EXTRAIT RETENU:
━━━━━━━━
Attendu qu'à titre principal devant la Cour, la société BAUZER INDUSTRIE fonde son action sur l'article 12 de la loi française sur la sous-traitance du 31.12.1975 en faisant valoir que le contrat la liant à la société TULIP COMPUTERS INTERNATIONAL BV répond à la qualification de contrat de sous-traitance et non pas à celle de contrat de vente, les produits fabriqués par ses soins à savoir des châssis informatiques nus livrés à la société TULIP COMPUTERS INTERNATIONAL BV étant réalisés spécifiquement pour les besoins du donneur d'ordre, en l'occurrence la SA SAGEM; qu'elle fait observer que la SA SAGEM fournissait à la société TULIP COMPUTERS INTERNATIONAL BV ses propres spécifications techniques retransmises par cette dernière à la société BAUZER INDUSTRIE;

Attendu que la SA SAGEM adoptant la même argumentation ne s'oppose pas au bien fondé de l'action directe engagée contre elle par la société BAUZER INDUSTRIE en sa qualité de sous-traitant;

Attendu qu'en revanche la société TULIP COMPUTERS INTERNATIONAL BV demande d'écarter la qualification de contrat de sous-traitance au profit de celle de contrat de vente, en considérant que la convention la liant à la SA SAGEM comme celle la liant à la société BAUZER INDUSTRIE sont des contrats de vente de marchandises destinées à la fabrication de produits industriels; qu'elle en veut pour preuve le fait qu'aucun contrat d'entreprise ne soit versé au débat et que dans ses propres conclusions, la société BAUZER INDUSTRIE ait évoqué à plusieurs reprises l'existence d'un contrat de vente (pages 2 et 5)
━━━━━━━━
VOTRE OBJECTIF: Recopiez sans rien changer le passage de l'extrait retenu qui va depuis « Attendu que la » jusqu'à « (pages 2 et 5) » inclus.

DONNÉES AFFICHÉES:
━━━━━━━━
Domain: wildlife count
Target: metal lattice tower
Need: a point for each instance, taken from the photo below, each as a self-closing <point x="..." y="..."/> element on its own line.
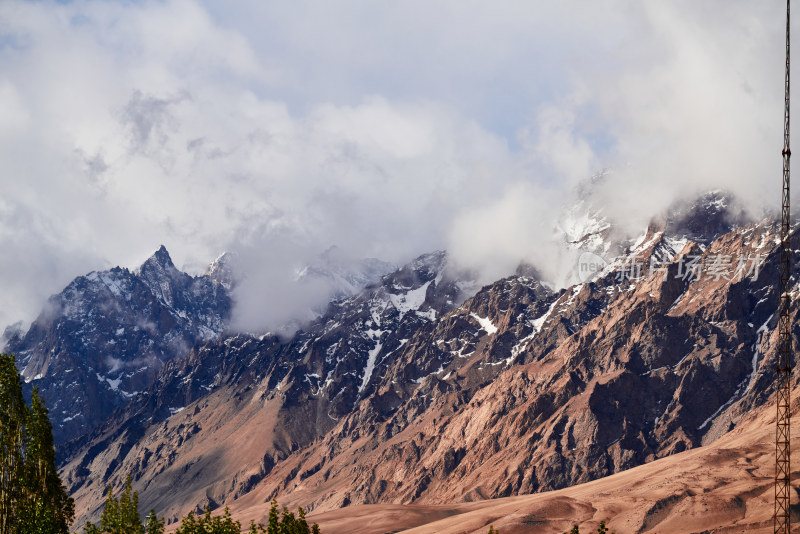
━━━━━━━━
RÉSULTAT:
Attendu que la SA SAGEM adoptant la même argumentation ne s'oppose pas au bien fondé de l'action directe engagée contre elle par la société BAUZER INDUSTRIE en sa qualité de sous-traitant;

Attendu qu'en revanche la société TULIP COMPUTERS INTERNATIONAL BV demande d'écarter la qualification de contrat de sous-traitance au profit de celle de contrat de vente, en considérant que la convention la liant à la SA SAGEM comme celle la liant à la société BAUZER INDUSTRIE sont des contrats de vente de marchandises destinées à la fabrication de produits industriels; qu'elle en veut pour preuve le fait qu'aucun contrat d'entreprise ne soit versé au débat et que dans ses propres conclusions, la société BAUZER INDUSTRIE ait évoqué à plusieurs reprises l'existence d'un contrat de vente (pages 2 et 5)